Exercise instructions:
Could you return each line below without altering a word?

(Information given Opens)

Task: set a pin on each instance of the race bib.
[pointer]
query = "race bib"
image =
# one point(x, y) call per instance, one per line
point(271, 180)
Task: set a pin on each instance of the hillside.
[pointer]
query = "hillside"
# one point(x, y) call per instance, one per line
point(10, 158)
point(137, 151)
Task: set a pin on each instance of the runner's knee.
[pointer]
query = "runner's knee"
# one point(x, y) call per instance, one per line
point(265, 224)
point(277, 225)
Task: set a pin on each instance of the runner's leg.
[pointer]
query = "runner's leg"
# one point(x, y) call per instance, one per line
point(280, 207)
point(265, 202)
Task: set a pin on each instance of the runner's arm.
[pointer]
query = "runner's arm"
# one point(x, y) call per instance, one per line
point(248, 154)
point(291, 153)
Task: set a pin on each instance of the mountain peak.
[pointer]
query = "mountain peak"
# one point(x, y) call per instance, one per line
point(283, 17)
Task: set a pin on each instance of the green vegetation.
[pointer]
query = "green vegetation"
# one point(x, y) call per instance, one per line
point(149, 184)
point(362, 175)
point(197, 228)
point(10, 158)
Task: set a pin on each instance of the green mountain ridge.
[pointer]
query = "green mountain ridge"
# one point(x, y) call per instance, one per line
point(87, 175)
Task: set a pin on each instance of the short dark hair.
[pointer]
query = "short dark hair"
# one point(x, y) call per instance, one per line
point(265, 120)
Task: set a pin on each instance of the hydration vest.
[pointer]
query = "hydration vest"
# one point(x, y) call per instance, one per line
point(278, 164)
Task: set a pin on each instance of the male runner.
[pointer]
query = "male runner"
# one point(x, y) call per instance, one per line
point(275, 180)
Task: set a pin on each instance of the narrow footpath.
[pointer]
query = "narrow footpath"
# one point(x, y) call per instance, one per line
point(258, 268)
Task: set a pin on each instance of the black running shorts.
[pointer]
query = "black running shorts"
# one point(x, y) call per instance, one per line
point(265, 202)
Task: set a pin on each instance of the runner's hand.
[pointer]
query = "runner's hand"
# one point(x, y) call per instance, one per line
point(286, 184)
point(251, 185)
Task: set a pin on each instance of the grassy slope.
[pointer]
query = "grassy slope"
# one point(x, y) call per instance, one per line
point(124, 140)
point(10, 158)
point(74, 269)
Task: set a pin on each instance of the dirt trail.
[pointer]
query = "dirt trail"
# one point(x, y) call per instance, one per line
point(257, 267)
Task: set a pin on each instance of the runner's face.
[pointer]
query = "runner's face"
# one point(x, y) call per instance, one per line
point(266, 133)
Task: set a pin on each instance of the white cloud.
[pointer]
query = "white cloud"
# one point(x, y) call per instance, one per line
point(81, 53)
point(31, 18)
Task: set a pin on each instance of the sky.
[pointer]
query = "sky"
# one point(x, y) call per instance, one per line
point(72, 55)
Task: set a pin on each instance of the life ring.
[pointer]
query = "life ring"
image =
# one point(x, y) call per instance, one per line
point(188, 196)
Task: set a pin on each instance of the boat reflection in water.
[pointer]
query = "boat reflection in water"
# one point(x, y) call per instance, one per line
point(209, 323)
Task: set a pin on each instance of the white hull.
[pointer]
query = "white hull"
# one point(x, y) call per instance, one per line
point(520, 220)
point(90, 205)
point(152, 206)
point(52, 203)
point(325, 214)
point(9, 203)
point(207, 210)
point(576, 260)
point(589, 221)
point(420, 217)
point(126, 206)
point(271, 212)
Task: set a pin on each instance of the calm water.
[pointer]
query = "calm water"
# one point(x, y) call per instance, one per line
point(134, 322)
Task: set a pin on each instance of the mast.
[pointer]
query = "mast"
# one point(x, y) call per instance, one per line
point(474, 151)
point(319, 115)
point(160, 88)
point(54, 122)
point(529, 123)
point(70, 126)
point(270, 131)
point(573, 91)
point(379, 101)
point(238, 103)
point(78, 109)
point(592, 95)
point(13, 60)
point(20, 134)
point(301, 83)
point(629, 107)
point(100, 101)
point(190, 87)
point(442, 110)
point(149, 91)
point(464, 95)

(Information given Closes)

Worked solution:
Task: set a pin on each instance of the race bib.
[pointer]
query = "race bib"
image =
# one point(x, y) call per instance, one per line
point(271, 180)
Task: set a pin on each instance of the hillside.
[pointer]
query = "hillside"
# one point(x, y) call per instance, one per line
point(10, 158)
point(137, 151)
Task: set a pin on each instance of the runner's knee.
[pointer]
query = "runner's knee"
# one point(x, y) call per instance, one per line
point(265, 224)
point(277, 225)
Task: set a pin on each instance of the runner's leg.
[pointer]
query = "runner's leg"
# one point(x, y) call per instance, one per line
point(280, 207)
point(265, 202)
Task: set a pin on each instance of the runner's arm.
[pointer]
query = "runner's arm"
# one point(x, y) call per instance, one per line
point(248, 154)
point(291, 153)
Task: set a pin on each instance of the mountain peak.
[pointer]
query = "mountain peak"
# one point(x, y) call per instance, one per line
point(283, 17)
Task: set a pin on each instance of the green vegetation.
[pointer]
query = "green vegetation"
# one point(x, y) call per instance, one per line
point(149, 184)
point(362, 175)
point(197, 228)
point(10, 158)
Task: set a pin on each instance of the green mountain ridge.
[pointer]
query = "green mountain ridge"
# one point(x, y) call per instance, one per line
point(87, 175)
Task: set a pin on each instance of the short dark hair.
[pointer]
query = "short dark hair"
# one point(x, y) call per instance, one per line
point(265, 120)
Task: set a pin on each instance of the hydration vest.
[pointer]
query = "hydration vest"
# one point(x, y) call per instance, one per line
point(278, 164)
Task: set a pin on each instance of the male runner.
[pointer]
query = "male runner"
# one point(x, y) call per instance, one per line
point(275, 180)
Task: set a pin on each instance of the narrow footpath.
[pointer]
query = "narrow footpath"
# one point(x, y) call per instance, one per line
point(258, 268)
Task: set a pin on each instance of the black running shorts.
[pointer]
query = "black running shorts"
# one point(x, y) call per instance, one per line
point(265, 202)
Task: set a pin on each instance of the runner's hand.
[pointer]
query = "runner's hand"
# one point(x, y) call per instance, one per line
point(286, 184)
point(251, 185)
Task: set a pin on each instance of the grassy slope.
[pointer]
query = "grassy slope"
# one point(x, y) call per instance, one per line
point(124, 140)
point(10, 158)
point(74, 269)
Task: set a pin on each instance of the dirt trail.
[pointer]
query = "dirt trail"
# one point(x, y) call per instance, one per line
point(257, 267)
Task: set a pin on each instance of the runner's face.
[pointer]
query = "runner's face"
# one point(x, y) call per instance, one per line
point(266, 133)
Task: set a pin on each instance of the white cloud.
[pointer]
query = "white cloud"
# one point(x, y) call per instance, one per line
point(81, 53)
point(31, 18)
Task: set a pin on each instance of the sky.
[pointer]
query = "sky"
# one point(x, y) call per instance, one per line
point(72, 55)
Task: set a pin on each instance of the life ring.
[pointer]
query = "life ring"
image =
# one point(x, y) call per instance, one per line
point(188, 196)
Task: set a pin on each instance of the boat reflection in water.
[pointer]
query = "boat reflection in water"
# one point(x, y) call per instance, one per line
point(209, 323)
Task: set a pin on each instance of the white hull.
[pointer]
query = "white hull"
# one point(x, y) call per instance, one per line
point(520, 220)
point(90, 205)
point(152, 206)
point(52, 203)
point(325, 214)
point(9, 203)
point(207, 210)
point(576, 260)
point(589, 221)
point(420, 217)
point(126, 206)
point(271, 212)
Task: set a pin on each instance of the calm water.
[pointer]
query = "calm water"
# one point(x, y) call per instance, one per line
point(134, 322)
Task: set a pin on each instance of the mast.
[pointer]
query = "mast"
# one point(x, y) call per instance, one per line
point(474, 151)
point(319, 115)
point(160, 88)
point(54, 122)
point(529, 123)
point(70, 126)
point(270, 131)
point(573, 91)
point(379, 101)
point(238, 103)
point(78, 109)
point(592, 95)
point(13, 60)
point(20, 134)
point(301, 83)
point(629, 107)
point(100, 101)
point(190, 87)
point(442, 110)
point(149, 91)
point(464, 95)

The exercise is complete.